● YOUR TASK
What is needed is a verbatim copy of each record below.

• • • •

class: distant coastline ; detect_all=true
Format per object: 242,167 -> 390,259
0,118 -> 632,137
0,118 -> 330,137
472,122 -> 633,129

• • • •

● EXERCISE OUTPUT
class: distant coastline ; detect_all=true
Format per object: 242,167 -> 390,259
0,118 -> 632,137
0,118 -> 330,137
472,122 -> 633,129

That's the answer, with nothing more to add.